# EXERCISE GOAL:
Reproduce every item below word for word, with no changes.

# LISTED ENTRIES:
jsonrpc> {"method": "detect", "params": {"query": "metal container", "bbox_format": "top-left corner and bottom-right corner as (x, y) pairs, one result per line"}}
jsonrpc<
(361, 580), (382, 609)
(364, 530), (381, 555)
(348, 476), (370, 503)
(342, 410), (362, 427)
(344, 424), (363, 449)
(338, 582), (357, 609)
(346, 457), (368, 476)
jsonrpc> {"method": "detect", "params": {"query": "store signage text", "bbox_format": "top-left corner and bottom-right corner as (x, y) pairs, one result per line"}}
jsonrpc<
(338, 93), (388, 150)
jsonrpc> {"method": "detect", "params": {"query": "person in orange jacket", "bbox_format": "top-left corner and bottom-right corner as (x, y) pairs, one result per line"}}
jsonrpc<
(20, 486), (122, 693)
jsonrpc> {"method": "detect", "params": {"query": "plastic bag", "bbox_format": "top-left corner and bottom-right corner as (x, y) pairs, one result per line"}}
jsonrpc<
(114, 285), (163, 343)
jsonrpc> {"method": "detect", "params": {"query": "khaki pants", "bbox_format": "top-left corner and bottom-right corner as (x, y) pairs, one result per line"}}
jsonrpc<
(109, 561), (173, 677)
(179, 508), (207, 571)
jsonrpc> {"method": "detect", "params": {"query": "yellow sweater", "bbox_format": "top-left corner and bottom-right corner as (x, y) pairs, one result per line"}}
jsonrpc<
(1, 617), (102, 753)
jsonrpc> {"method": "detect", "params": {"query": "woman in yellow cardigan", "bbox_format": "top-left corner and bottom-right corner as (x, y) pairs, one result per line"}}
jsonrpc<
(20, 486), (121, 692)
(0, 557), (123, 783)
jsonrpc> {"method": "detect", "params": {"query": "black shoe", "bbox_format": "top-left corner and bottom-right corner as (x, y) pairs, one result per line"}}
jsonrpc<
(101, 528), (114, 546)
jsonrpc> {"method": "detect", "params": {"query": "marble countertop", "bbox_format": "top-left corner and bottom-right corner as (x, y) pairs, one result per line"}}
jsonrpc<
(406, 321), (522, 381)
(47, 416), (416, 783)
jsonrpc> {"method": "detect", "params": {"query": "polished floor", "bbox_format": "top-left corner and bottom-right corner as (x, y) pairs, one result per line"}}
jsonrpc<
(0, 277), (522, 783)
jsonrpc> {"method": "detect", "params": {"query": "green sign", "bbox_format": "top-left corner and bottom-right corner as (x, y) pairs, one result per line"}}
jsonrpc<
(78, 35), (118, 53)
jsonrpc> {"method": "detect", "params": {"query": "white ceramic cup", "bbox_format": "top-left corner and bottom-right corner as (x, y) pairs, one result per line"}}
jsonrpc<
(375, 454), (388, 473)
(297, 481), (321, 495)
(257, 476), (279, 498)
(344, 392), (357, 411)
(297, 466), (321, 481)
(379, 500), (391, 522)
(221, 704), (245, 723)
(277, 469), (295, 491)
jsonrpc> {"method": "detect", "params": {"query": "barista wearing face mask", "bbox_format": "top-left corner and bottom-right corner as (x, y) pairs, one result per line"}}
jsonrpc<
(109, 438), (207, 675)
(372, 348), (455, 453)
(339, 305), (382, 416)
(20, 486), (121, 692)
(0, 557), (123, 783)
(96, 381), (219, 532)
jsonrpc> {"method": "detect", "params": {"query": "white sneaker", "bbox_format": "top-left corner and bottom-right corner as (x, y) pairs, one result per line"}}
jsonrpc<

# TASK OUTPUT:
jsonrpc> {"method": "detect", "params": {"query": "metal container", "bbox_format": "top-left corner and bottom-right corner as (x, y) pairs, one result per line"}}
jsonrpc<
(361, 580), (382, 609)
(364, 530), (381, 555)
(348, 476), (370, 503)
(342, 410), (362, 427)
(344, 424), (363, 449)
(338, 582), (357, 609)
(346, 457), (368, 476)
jsonrpc> {"method": "detect", "params": {"query": "store signage text", "bbox_format": "top-left corner and bottom-right corner as (x, y) pairs, one result per line"}}
jsonrpc<
(338, 93), (388, 150)
jsonrpc> {"method": "detect", "params": {"query": "person in orange jacket", "bbox_format": "top-left corner and bottom-right corner as (x, y) pairs, one result per line"}}
jsonrpc<
(20, 486), (122, 693)
jsonrpc> {"method": "detect", "params": {"query": "plastic bag", "bbox_format": "top-left corner and bottom-right corner as (x, y) pairs, one result per line"}}
jsonrpc<
(114, 285), (163, 343)
jsonrpc> {"method": "detect", "params": {"query": "khaki pants", "bbox_format": "top-left corner and bottom-right corner as (x, y) pairs, one result per line"}}
jsonrpc<
(109, 561), (173, 677)
(179, 508), (207, 571)
jsonrpc> {"method": "detect", "params": {"query": "yellow sweater", "bbox_format": "top-left corner and bottom-right corner as (x, y) pairs, one result per line"}}
jsonrpc<
(1, 617), (102, 753)
jsonrpc> {"method": "detect", "params": {"query": "woman in yellow cardigan", "bbox_format": "top-left corner and bottom-right corner as (x, y) pairs, one result per line"}}
jsonrpc<
(20, 486), (121, 692)
(0, 557), (123, 783)
jsonrpc> {"method": "detect", "params": {"query": "black shoe", "bbox_format": "top-left corner and bottom-right corner as (x, y) pairs, one result per line"}}
jsonrpc<
(101, 528), (114, 546)
jsonrpc> {"method": "detect", "params": {"query": "marble countertop", "bbox_format": "top-left corner and bottom-right corner as (x, y) pairs, one result per line"}}
jsonrpc<
(406, 321), (522, 381)
(47, 416), (416, 783)
jsonrpc> {"method": "detect", "params": {"query": "polished floor", "bbox_format": "top-left corner and bottom-right corner as (x, y) pairs, one result per line"}}
jsonrpc<
(0, 277), (522, 783)
jsonrpc> {"method": "detect", "params": {"query": "green sign", "bbox_format": "top-left corner and bottom-right corner as (x, y) pairs, one result per line"}}
jsonrpc<
(78, 35), (118, 53)
jsonrpc> {"method": "detect", "params": {"query": "white ceramic cup", "bbox_format": "top-left corner and bottom-right corner as (x, y) pairs, one result per line"}}
jsonrpc<
(375, 454), (388, 473)
(297, 481), (321, 495)
(257, 476), (279, 498)
(344, 392), (357, 411)
(297, 466), (321, 481)
(379, 500), (391, 522)
(221, 704), (245, 723)
(277, 469), (295, 491)
jsonrpc> {"method": "detect", "params": {"query": "barista wearing face mask", "bbox_format": "top-left corner and bottom-right corner as (x, y) pairs, one result per line"}}
jsonrpc<
(109, 438), (207, 675)
(372, 348), (455, 453)
(339, 305), (382, 416)
(20, 486), (121, 692)
(0, 557), (123, 783)
(96, 381), (219, 532)
jsonrpc> {"method": "detect", "params": {"query": "white sneaker", "bbox_format": "top-left corner and bottom-right corner as (x, y) pairs, one result per line"}}
jsonrpc<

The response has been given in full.